- Assignment:
Please keep to the lines below from the one with "# point at: bird's beak" through the one with "query | spot the parked", and restate them word for word, ends included.

========================================================================

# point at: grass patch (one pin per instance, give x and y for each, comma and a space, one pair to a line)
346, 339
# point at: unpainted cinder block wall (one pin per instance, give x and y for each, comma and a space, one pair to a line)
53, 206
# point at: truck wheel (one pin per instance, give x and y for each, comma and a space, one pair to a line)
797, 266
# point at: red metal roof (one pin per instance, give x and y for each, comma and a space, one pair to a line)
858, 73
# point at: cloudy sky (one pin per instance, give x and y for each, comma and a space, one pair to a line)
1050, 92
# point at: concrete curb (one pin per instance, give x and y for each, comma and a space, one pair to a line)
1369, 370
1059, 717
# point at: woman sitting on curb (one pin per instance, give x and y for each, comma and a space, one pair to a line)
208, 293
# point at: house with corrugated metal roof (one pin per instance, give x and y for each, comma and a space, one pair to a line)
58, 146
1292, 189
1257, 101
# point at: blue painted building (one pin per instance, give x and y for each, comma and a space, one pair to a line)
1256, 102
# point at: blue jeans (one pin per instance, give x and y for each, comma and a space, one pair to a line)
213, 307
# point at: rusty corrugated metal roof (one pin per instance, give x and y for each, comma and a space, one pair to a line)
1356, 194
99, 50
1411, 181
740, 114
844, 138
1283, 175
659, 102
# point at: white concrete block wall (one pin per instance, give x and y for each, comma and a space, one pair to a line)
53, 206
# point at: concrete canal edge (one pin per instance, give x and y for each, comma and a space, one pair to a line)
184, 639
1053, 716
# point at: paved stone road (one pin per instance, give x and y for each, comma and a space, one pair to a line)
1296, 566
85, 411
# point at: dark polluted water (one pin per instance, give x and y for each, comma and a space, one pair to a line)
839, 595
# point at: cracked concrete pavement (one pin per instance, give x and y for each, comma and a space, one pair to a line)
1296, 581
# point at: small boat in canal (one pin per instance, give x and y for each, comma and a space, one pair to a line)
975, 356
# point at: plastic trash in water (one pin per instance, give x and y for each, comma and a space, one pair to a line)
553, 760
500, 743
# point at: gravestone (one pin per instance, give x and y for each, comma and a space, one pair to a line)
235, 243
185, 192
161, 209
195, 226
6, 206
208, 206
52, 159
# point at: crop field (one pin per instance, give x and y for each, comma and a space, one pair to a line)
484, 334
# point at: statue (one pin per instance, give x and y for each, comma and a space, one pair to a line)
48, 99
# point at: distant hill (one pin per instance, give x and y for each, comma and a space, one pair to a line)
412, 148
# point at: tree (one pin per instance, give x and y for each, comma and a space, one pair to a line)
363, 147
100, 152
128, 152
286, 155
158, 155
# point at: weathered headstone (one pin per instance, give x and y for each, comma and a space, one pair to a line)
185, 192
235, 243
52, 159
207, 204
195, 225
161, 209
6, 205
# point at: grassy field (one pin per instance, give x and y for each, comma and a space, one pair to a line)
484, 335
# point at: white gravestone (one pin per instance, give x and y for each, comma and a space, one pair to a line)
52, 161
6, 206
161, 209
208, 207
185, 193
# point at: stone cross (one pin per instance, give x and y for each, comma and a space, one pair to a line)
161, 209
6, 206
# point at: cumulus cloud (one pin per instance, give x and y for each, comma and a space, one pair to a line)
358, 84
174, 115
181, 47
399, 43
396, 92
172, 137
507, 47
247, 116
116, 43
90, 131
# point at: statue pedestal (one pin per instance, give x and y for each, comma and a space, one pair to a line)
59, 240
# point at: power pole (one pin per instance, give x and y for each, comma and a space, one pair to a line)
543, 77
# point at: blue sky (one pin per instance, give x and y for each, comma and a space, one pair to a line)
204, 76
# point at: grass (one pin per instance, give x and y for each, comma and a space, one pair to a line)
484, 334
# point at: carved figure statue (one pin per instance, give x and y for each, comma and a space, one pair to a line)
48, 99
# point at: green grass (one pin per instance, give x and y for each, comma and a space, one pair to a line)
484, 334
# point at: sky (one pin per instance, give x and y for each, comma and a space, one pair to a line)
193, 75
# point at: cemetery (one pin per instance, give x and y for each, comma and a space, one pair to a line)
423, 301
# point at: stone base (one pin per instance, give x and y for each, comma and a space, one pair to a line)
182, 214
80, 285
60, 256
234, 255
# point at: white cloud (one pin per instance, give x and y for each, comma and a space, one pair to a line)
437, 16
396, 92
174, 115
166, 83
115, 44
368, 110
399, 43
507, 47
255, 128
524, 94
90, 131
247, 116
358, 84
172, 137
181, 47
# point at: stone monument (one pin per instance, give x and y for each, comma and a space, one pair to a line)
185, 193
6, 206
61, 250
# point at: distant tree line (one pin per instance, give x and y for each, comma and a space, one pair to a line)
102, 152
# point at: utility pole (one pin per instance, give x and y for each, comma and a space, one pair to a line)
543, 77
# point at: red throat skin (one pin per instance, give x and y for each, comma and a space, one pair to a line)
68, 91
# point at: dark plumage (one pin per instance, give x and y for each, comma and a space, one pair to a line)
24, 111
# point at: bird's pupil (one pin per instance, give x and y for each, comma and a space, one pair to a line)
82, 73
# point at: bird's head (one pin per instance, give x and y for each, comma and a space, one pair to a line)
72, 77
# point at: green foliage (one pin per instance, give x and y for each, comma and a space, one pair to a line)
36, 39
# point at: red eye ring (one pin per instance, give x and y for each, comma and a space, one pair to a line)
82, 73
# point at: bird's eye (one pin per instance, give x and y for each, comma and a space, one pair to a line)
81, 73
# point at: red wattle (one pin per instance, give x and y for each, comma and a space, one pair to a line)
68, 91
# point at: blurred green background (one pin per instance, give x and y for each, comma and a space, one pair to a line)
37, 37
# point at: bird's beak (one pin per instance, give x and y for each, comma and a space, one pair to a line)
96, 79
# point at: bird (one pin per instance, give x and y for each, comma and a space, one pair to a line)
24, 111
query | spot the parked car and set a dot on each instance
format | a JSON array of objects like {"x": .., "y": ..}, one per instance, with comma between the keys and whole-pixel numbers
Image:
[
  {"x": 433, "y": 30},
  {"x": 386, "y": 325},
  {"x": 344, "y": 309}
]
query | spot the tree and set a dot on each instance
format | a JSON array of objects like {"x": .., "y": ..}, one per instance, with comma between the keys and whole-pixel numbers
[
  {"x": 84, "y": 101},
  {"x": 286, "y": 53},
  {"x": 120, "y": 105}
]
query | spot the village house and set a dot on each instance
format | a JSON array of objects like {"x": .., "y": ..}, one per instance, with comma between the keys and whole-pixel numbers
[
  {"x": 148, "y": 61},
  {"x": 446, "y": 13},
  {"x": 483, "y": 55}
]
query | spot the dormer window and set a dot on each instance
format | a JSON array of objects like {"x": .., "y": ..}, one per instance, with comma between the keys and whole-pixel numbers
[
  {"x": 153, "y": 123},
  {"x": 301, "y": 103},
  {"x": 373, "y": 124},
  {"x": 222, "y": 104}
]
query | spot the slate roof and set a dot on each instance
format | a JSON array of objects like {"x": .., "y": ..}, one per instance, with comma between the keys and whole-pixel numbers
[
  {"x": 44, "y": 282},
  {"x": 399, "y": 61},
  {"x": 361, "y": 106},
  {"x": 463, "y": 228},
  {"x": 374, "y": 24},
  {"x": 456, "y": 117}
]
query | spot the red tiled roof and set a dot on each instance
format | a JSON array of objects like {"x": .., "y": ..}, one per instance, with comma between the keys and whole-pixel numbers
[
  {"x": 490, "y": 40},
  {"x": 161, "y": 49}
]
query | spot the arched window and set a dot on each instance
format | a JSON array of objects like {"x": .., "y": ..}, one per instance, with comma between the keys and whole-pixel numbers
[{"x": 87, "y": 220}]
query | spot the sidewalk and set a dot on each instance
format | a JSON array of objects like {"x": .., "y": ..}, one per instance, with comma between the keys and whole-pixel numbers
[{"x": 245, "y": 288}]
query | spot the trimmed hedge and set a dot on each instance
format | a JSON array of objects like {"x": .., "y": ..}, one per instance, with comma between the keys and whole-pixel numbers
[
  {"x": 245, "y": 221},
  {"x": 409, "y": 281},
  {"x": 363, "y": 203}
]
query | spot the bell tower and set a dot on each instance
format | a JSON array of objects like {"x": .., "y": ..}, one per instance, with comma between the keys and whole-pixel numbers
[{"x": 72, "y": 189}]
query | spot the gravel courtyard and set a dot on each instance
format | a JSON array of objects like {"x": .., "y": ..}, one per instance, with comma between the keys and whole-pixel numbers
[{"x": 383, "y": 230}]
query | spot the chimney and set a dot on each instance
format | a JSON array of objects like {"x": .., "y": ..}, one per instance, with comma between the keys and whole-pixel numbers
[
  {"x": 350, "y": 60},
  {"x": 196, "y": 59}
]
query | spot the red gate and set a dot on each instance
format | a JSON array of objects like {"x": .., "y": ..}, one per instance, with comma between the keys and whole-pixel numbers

========================================================================

- Output of the task:
# point at: bird's beak (one pin per instance, give x and y for each, comma and a space, one pair to a line)
96, 79
# point at: bird (one pin per instance, give x and y for each, comma and a space, one pair to a line)
24, 111
query | spot the parked car and set a dot on each instance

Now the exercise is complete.